══ DATA ══

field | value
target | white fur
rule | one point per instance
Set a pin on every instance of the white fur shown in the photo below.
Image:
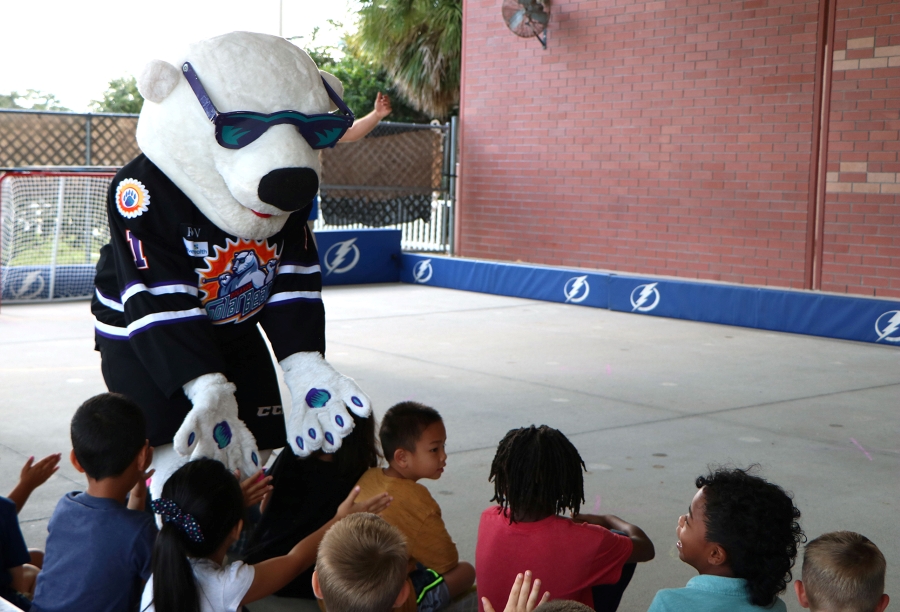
(157, 80)
(212, 397)
(305, 371)
(240, 71)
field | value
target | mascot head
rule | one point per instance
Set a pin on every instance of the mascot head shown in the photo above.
(236, 124)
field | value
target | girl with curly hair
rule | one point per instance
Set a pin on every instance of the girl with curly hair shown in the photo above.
(741, 534)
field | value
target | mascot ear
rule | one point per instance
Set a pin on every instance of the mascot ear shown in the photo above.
(157, 80)
(336, 85)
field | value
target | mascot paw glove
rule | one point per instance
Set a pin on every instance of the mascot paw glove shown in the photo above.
(212, 427)
(320, 397)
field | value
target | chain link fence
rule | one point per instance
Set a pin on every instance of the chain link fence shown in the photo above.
(400, 176)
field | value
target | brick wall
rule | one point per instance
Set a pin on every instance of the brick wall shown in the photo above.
(862, 221)
(664, 137)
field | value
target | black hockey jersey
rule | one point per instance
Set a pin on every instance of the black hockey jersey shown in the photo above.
(179, 289)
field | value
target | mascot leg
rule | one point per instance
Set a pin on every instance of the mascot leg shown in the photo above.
(165, 461)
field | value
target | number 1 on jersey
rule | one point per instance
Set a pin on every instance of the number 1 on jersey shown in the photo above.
(137, 250)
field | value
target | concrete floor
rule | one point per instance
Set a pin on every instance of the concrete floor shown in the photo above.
(649, 403)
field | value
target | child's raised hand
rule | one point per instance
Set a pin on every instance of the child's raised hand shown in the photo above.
(34, 474)
(373, 505)
(523, 597)
(254, 488)
(137, 498)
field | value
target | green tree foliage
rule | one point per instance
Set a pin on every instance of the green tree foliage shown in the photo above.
(121, 96)
(362, 80)
(418, 42)
(32, 99)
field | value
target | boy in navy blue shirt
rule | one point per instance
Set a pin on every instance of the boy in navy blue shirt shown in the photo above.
(19, 565)
(98, 550)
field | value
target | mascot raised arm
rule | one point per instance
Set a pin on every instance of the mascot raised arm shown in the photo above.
(208, 238)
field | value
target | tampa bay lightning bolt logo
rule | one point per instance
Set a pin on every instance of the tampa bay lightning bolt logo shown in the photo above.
(422, 271)
(644, 298)
(341, 257)
(576, 289)
(887, 326)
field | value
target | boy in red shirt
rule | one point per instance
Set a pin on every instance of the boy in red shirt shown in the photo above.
(537, 475)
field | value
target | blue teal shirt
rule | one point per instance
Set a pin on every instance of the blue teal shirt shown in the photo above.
(710, 594)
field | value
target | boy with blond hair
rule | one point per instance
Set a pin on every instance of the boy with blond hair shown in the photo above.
(361, 566)
(413, 441)
(843, 571)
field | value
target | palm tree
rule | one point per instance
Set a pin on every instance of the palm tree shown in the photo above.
(418, 43)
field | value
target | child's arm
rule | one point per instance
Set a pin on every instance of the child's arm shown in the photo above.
(273, 574)
(642, 550)
(22, 578)
(32, 476)
(523, 597)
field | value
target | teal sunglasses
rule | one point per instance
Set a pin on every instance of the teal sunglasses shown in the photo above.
(238, 129)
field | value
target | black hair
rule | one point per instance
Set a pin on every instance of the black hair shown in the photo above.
(358, 451)
(402, 426)
(108, 431)
(755, 521)
(211, 494)
(537, 472)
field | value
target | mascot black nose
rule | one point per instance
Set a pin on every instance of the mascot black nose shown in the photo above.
(289, 189)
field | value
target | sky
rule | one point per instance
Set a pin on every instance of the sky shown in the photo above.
(74, 48)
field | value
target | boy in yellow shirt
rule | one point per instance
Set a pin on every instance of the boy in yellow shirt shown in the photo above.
(413, 439)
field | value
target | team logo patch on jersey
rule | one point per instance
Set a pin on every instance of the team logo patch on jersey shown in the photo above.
(237, 280)
(132, 198)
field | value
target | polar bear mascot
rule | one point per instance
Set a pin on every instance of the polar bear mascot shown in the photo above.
(208, 238)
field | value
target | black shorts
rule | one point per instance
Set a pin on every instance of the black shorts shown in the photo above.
(249, 367)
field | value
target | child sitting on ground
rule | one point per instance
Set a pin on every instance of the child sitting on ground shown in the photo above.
(202, 508)
(741, 535)
(98, 550)
(19, 565)
(413, 439)
(538, 475)
(842, 571)
(306, 492)
(361, 566)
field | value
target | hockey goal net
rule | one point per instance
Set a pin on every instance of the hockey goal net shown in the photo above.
(52, 225)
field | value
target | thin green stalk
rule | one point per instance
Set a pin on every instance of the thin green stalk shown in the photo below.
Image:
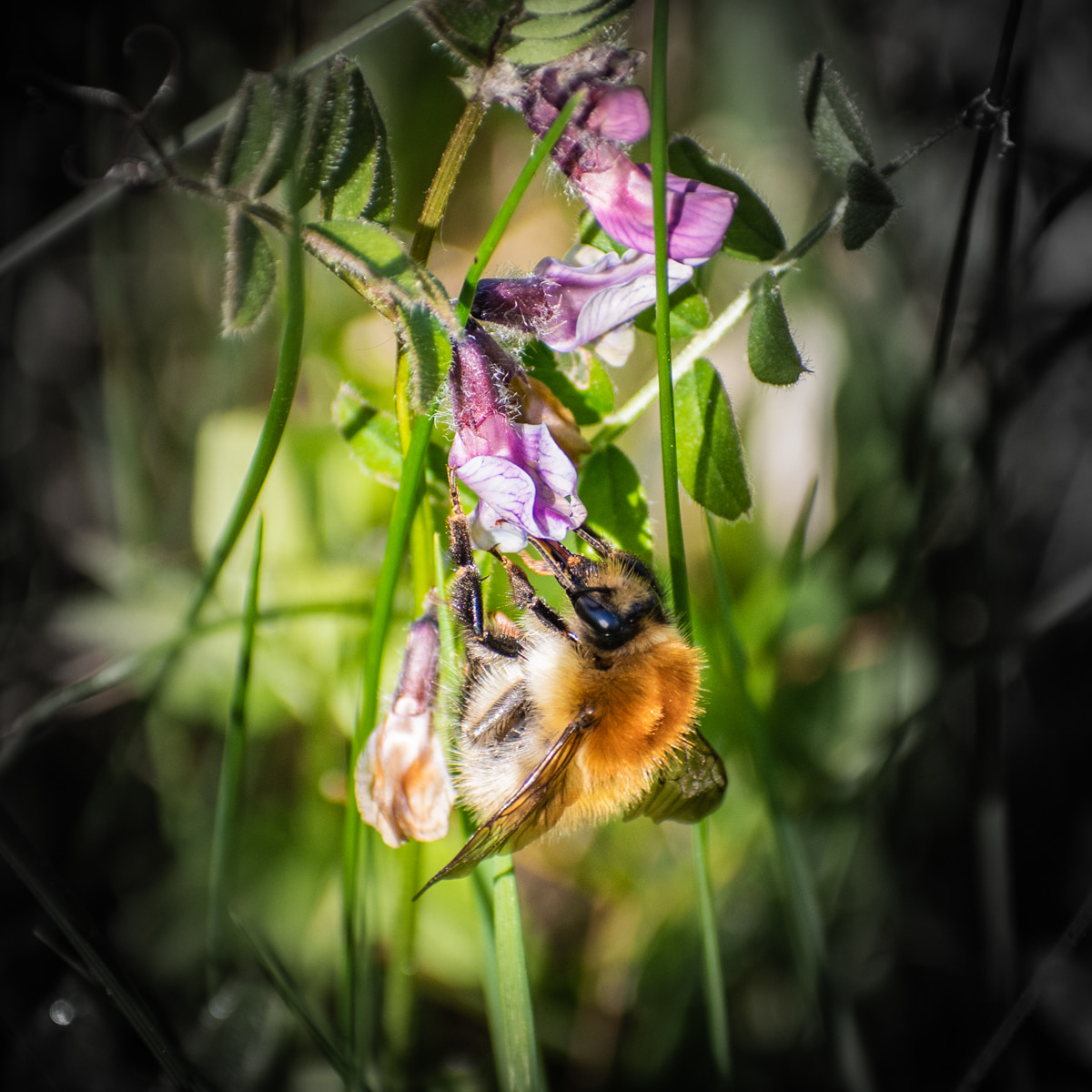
(225, 824)
(277, 418)
(41, 880)
(711, 951)
(399, 987)
(806, 934)
(672, 511)
(508, 208)
(520, 1051)
(621, 420)
(405, 502)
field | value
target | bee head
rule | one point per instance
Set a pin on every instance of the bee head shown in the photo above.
(615, 600)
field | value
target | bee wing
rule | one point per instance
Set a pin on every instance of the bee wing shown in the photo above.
(687, 787)
(531, 812)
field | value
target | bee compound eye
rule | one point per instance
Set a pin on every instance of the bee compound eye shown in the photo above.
(603, 622)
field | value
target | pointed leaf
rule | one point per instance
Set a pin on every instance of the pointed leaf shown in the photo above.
(688, 312)
(711, 459)
(430, 350)
(289, 115)
(833, 118)
(871, 205)
(617, 506)
(753, 235)
(584, 388)
(771, 350)
(250, 274)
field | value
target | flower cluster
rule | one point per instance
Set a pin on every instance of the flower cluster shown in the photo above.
(514, 447)
(403, 787)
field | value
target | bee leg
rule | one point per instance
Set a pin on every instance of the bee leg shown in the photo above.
(464, 592)
(525, 599)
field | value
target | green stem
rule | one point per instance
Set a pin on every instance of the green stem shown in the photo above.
(268, 441)
(711, 953)
(508, 208)
(225, 824)
(621, 420)
(672, 511)
(520, 1052)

═══

REQUIRED ACTION
Out of the preceding entries, pull every line containing the string "white".

SOLUTION BELOW
target | white fur
Set a pin on every instance of the white fur shown in the photo below.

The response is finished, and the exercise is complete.